→ **Texte d'exercice**:
★ ★ ★

Christopher Wray, le très discret nouveau directeur du FBI

Christopher Wray reconnaît qu’il est discret. Utile lorsqu’on dirige un FBI dans le collimateur de Donald Trump. Mais il est aussi déterminé à ne pas plier devant les pressions politiques. Une résolution qui, à l’épreuve du président américain, peut lui coûter son siège.

Il y a six mois seulement, le nouveau directeur de la police fédérale américaine était choisi par le milliardaire républicain lui-même, qui venait de limoger sans ménagement son prédécesseur James Comey, accusé d’être partial dans l’enquête sur l’affaire russe. Un gage de stabilité? Pas du tout: contre l’avis du premier policier des Etats-Unis, Donald Trump a autorisé vendredi la publication d’une note confidentielle très controversée. Celle-ci décrit ce que les républicains considèrent comme un abus de pouvoir du FBI lors de la mise sur écoute d’un ancien membre de l’équipe de campagne Trump avant l’élection de novembre 2016. Le juriste de métier, âgé de 50 ans, s’opposait à la divulgation du document de trois pages au nom de la préservation d’informations secrètes, tandis que Donald Trump y voit la preuve de ce qu’il avance: FBI et ministère de la Justice ont des arrières-pensées politiques. Avant cet accroc, le patron du FBI s’était fait discret, comme à son habitude, pour naviguer dans les eaux troubles d’une agence qui s’attire régulièrement les foudres présidentielles.

★ ★ ★

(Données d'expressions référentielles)
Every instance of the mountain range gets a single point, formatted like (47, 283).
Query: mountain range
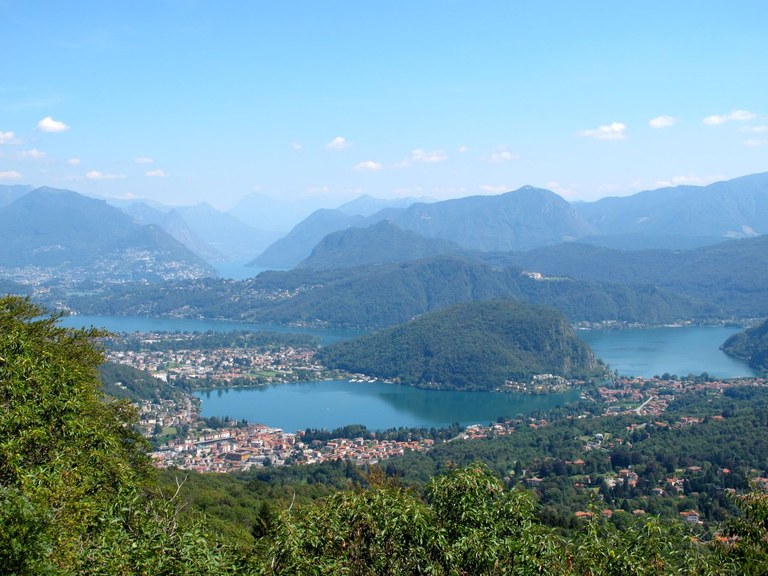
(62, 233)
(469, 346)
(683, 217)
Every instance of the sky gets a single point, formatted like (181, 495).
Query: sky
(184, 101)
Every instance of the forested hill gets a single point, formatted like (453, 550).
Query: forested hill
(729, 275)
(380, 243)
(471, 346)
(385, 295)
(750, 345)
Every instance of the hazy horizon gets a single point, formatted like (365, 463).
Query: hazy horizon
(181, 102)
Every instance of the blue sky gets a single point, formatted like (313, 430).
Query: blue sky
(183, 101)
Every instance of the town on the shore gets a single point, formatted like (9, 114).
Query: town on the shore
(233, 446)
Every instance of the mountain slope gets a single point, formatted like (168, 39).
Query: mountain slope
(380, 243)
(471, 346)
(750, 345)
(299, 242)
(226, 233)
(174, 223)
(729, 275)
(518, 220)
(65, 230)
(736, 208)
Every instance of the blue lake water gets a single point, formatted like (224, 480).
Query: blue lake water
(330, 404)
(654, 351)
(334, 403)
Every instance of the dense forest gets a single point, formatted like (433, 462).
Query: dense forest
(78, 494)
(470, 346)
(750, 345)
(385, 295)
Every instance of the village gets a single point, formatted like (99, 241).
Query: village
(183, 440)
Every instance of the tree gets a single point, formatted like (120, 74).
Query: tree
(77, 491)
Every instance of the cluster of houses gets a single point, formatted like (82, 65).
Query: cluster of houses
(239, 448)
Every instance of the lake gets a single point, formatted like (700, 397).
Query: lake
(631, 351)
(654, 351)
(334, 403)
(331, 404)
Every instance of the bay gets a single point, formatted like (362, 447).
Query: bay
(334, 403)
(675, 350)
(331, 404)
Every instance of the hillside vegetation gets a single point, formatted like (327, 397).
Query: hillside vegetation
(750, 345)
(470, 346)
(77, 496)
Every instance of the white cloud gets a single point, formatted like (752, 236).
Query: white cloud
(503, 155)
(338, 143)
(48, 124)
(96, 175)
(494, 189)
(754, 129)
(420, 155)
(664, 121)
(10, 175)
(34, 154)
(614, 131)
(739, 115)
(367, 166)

★ ★ ★

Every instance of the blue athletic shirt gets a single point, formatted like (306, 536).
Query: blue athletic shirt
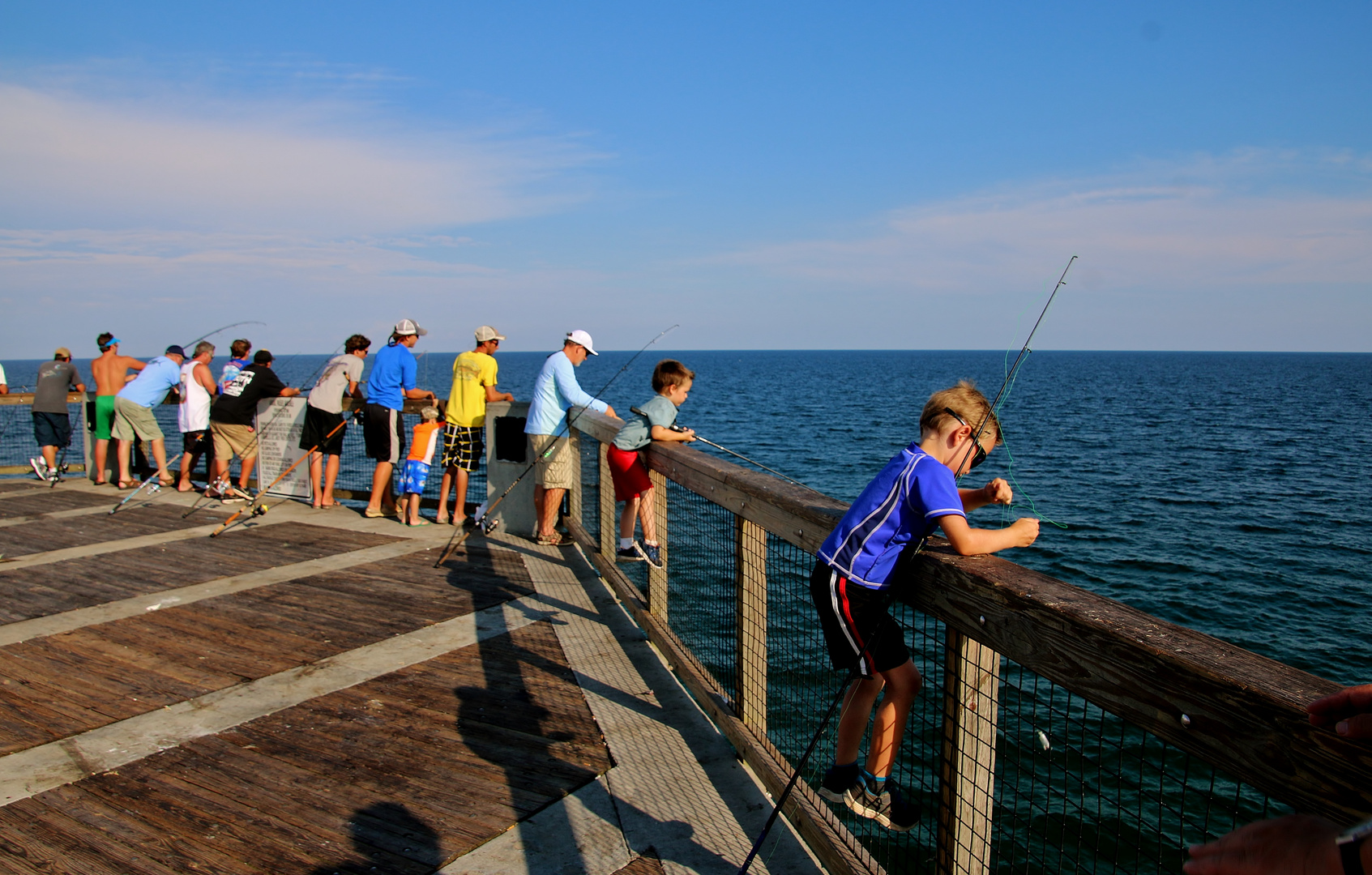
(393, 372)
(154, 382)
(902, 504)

★ ★ ★

→ **Votre objectif**: Recopiez, dans le texte sur Christopher Wray, tout ce qui va de « Christopher Wray, le » jusqu'à « coûter son siège. ». La liste provient d'une autre source que le texte.

→ **Résultat attendu**:
Christopher Wray, le très discret nouveau directeur du FBI

Christopher Wray reconnaît qu’il est discret. Utile lorsqu’on dirige un FBI dans le collimateur de Donald Trump. Mais il est aussi déterminé à ne pas plier devant les pressions politiques. Une résolution qui, à l’épreuve du président américain, peut lui coûter son siège.